### [WHAT IS ASKED]
• A. Update the stretch of the Trent crisis text from "Similarly, his cabinet" through "of both governments.", replacing "Pam" with "Palmerston".
• B. In the Trent crisis text, what reason does Phil Myers's letter give for the decision by Palmerston's cabinet to deploy regulars to Canada? Answer in one to three sentences.
• C. List every political figure named in Phil Myers's letter in the Trent crisis text.

### [TEXT SEGMENT]
☆ ☆ ☆ ☆ ☆
The Trent Crisis of 1861-2 and Author Phil Myers

by Brett Schulte on April 2, 2009 · 3 comments

I recently came across a very interesting Civil War forum topic on the Trent Affair and possible British military intervention  in the Civil War.  One of the main forum users, 67th Tigers, takes the position that British civilians overwhelmingly wanted war and goes on to present detailed British war plans both in the thread and at his own web site.  In fact, 67th Tigers just recently started his own blog, A Slightly Odd View of the American Civil War, partly in order to present some of his own research on the war.

The thread immediately made me ask what Phil Myers, author of Caution and Cooperation: The American Civil War in British-American Relations, might think of the conversation.  Phil was kind enough to prepare a detailed response, and he has agreed to its publication here in this blog entry:

Hi Brett,

Thanks for passing this thread on to me. I was fascinated by the erudition, and what I learned that I did not know about the movements of British troops. Many fine points were made that really informed me.

My take is as follows:

Anglo-American relations had enjoyed many decades of peace since 1815, and as in the Trent affair, these relations dissolved the potential for war to the great relief of British citizens and the American people.

The war scare tension was transitory and had burned away by the end of December 1861. Palmerston’s cabinet and its decision to deploy regulars to Canada was his posturing for the press in his public relations efforts to remain as prime minister. He postured often and to great effect. The deployment of troops was the forward arm of his decades old policy of deterrence toward North American affairs, which he preferred to keep quiet. Although Canadian historians would disagree with me, Seward actually consented to allow the regulars, that severe winter, to cross U.S. territory in northern Maine on the way to Quebec to establish their positions, which was consistent and an early example of his penchant for keeping the common frontier peaceful throughout the Civil War as the cooperation to quell the several Fenian invasions illustrated in 1866-1870 after the CW had ended.

Moreover, the British Liberal cabinet under Palmerston and Gladstone was, in large reluctant, to swerve away from balancing the budget since the Crimean War, which was symbolized by Military retrenchment. The British people were content with prosperity and opposed any swerve from the good times that Palmerston continually promised to them, were more interested in maintaining to keep the small Liberal majority (of less than twenty) in the House of Commons. In a similar way of not raising taxes, Pam postured against electoral reforms throughout his last government until his demise in October 1860.

Similarly, his cabinet was noninterventionist prior to and throughout, and after, the Civil War. Pam saw that there was no popular political consensus for a fighting conflict in North America or elsewhere. As one of the readers mentioned, the brutal Indian Mutiny of 1857, coming just before the CW, and Anglo-American tensions over RN interference with American slavers in 1858, which is generally recognized by historians as leading to possible war just before the CW, was gotten through as Pam backed down and ordered the RN to stop halting American ships. The degree to which this tension was evaporated by understanding diplomacy, which was templated in relations by now, was represented in the spring of 1862 by the Anglo-American anti-slave trade treaty, which was quickly embraced by the politicos of both governments.
☆ ☆ ☆ ☆ ☆
### [RECORDED INFORMATION]

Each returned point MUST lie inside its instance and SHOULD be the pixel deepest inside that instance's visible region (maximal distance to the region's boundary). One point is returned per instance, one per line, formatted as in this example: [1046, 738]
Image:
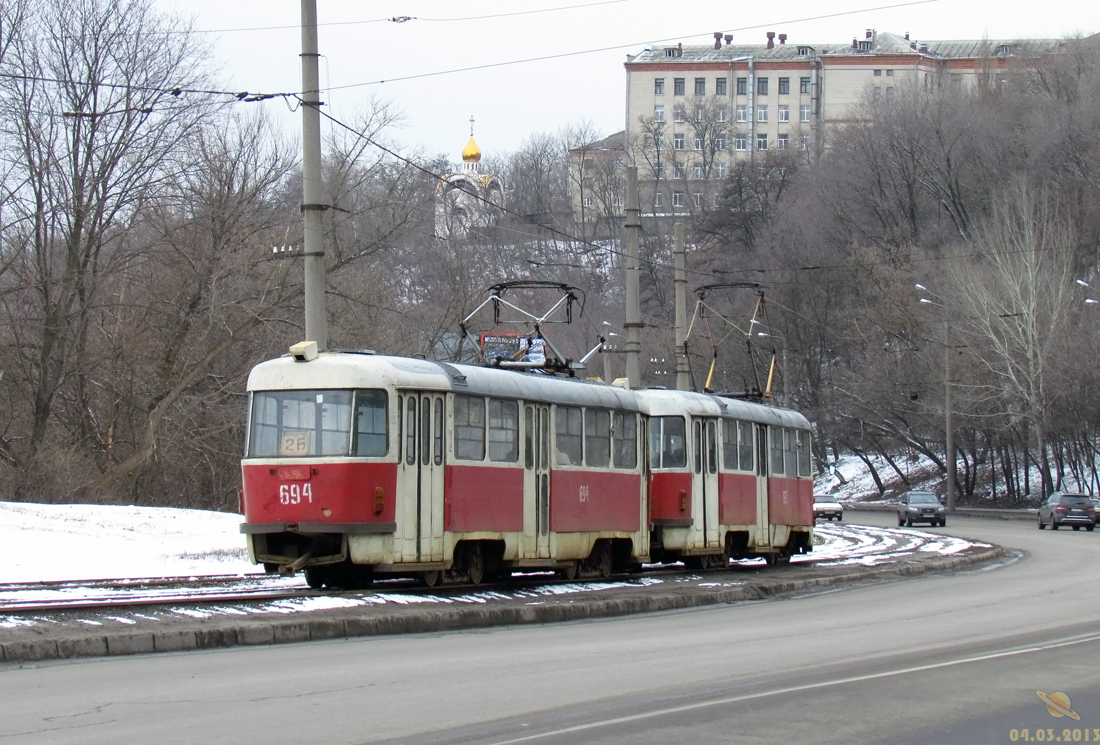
☆ ☆ ☆ ☆ ☆
### [PROBLEM SOLUTIONS]
• A.
Similarly, his cabinet was noninterventionist prior to and throughout, and after, the Civil War. Palmerston saw that there was no popular political consensus for a fighting conflict in North America or elsewhere. As one of the readers mentioned, the brutal Indian Mutiny of 1857, coming just before the CW, and Anglo-American tensions over RN interference with American slavers in 1858, which is generally recognized by historians as leading to possible war just before the CW, was gotten through as Palmerston backed down and ordered the RN to stop halting American ships. The degree to which this tension was evaporated by understanding diplomacy, which was templated in relations by now, was represented in the spring of 1862 by the Anglo-American anti-slave trade treaty, which was quickly embraced by the politicos of both governments.

• B. Myers says the deployment was Palmerston posturing for the press, part of his public relations efforts to remain prime minister. He also calls it the forward arm of Palmerston's decades-old policy of deterrence toward North American affairs.

• C. Palmerston (also called Pam), Seward, Gladstone